### EXERCISE DIRECTIONS
Please print the entries from their first line through the line containing "negative clicks: (374, 526)", both ends included, copying each line character for character.

━━ MATERIAL PROVIDED ━━

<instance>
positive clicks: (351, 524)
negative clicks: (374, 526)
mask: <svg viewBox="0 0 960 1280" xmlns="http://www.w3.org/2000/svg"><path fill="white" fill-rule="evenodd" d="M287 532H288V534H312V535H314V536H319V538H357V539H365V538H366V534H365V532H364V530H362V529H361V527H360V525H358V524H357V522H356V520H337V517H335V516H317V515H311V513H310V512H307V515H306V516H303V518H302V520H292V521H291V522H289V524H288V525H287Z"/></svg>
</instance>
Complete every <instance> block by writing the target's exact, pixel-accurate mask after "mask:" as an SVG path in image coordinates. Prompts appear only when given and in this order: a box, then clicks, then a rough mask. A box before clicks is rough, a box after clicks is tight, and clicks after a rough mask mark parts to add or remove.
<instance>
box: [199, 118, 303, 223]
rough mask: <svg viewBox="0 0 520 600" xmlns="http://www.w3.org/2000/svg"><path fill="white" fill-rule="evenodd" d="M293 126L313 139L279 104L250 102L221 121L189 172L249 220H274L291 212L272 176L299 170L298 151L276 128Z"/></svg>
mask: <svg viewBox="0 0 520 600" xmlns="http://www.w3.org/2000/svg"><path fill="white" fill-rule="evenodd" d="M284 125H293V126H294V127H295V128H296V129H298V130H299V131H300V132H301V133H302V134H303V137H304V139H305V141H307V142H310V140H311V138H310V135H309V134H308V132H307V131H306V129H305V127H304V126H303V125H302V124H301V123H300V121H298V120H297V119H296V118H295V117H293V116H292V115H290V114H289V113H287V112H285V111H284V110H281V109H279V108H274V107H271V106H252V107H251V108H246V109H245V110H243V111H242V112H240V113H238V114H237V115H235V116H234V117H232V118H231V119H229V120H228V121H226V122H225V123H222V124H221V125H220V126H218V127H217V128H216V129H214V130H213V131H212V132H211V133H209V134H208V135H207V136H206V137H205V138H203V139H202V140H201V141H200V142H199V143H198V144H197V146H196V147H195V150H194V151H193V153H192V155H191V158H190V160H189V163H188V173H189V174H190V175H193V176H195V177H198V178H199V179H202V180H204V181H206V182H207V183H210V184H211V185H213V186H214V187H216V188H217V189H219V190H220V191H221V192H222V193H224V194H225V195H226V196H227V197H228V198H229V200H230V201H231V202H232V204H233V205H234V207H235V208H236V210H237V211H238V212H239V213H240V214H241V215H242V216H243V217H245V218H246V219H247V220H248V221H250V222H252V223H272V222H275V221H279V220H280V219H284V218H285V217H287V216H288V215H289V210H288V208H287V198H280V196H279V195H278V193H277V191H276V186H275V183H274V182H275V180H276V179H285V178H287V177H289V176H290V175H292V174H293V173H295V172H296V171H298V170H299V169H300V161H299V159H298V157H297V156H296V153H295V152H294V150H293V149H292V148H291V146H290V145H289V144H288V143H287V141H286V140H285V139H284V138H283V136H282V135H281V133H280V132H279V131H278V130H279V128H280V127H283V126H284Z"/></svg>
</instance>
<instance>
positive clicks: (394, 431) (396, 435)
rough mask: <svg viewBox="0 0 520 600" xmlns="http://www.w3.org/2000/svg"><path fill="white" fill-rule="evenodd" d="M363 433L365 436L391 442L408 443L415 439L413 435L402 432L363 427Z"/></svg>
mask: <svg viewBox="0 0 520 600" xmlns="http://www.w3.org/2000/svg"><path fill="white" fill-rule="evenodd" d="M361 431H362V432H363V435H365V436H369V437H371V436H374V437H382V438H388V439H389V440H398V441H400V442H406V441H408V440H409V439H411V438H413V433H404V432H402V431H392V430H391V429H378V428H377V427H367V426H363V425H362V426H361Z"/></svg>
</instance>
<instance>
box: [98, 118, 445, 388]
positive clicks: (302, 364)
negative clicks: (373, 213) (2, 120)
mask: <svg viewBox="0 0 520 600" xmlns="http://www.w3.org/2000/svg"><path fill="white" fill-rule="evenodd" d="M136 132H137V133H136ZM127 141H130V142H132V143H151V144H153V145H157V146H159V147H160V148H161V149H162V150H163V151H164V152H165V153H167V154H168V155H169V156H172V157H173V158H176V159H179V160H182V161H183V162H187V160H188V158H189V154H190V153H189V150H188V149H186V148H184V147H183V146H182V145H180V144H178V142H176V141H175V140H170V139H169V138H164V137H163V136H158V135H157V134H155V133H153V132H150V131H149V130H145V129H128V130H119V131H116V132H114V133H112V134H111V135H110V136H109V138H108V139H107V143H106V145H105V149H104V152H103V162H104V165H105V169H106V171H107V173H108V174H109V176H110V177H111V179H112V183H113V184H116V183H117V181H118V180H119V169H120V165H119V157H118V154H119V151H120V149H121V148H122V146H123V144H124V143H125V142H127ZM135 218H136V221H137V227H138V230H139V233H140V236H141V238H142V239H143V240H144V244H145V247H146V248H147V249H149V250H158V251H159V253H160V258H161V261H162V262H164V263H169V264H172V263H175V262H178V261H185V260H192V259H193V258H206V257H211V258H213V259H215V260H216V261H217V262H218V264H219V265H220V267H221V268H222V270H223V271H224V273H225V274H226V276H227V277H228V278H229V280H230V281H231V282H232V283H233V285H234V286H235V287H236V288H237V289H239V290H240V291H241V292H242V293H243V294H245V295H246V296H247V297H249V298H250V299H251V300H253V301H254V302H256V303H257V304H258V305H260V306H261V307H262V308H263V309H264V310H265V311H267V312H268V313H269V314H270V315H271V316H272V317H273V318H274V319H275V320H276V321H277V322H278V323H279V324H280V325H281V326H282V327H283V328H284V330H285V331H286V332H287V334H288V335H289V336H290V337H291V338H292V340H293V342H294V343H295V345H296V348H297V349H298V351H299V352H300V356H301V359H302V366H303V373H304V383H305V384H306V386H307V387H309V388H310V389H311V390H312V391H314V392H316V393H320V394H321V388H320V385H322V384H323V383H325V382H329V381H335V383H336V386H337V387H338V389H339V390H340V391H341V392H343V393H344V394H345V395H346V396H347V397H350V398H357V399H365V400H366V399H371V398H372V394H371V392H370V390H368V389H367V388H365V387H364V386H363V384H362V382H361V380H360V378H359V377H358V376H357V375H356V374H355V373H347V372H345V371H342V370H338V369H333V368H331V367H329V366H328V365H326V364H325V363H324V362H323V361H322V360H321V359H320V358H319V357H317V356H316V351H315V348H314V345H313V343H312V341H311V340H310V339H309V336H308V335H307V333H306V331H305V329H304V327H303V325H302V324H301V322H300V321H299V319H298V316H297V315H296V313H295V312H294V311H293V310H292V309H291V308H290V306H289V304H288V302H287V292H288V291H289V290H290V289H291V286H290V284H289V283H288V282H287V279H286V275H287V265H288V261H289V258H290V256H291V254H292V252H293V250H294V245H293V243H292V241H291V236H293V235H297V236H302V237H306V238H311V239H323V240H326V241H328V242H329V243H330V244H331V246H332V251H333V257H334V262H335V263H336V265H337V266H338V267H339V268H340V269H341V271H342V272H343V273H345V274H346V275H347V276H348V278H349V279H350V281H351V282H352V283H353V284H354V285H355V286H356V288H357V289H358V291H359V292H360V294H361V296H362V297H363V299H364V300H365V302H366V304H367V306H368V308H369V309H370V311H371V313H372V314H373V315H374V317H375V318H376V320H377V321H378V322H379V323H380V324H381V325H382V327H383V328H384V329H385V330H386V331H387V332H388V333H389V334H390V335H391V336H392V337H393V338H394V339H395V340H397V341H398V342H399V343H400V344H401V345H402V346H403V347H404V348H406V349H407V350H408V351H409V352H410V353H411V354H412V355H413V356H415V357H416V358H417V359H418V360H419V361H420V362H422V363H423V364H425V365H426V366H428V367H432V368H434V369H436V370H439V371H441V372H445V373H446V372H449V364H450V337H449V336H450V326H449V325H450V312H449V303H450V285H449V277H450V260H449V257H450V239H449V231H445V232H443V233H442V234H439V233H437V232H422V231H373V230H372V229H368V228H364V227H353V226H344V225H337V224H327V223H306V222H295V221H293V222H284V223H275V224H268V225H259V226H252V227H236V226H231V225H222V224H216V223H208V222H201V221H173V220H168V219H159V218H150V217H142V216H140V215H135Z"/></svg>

━━━

### OUTPUT
<instance>
positive clicks: (351, 524)
negative clicks: (374, 526)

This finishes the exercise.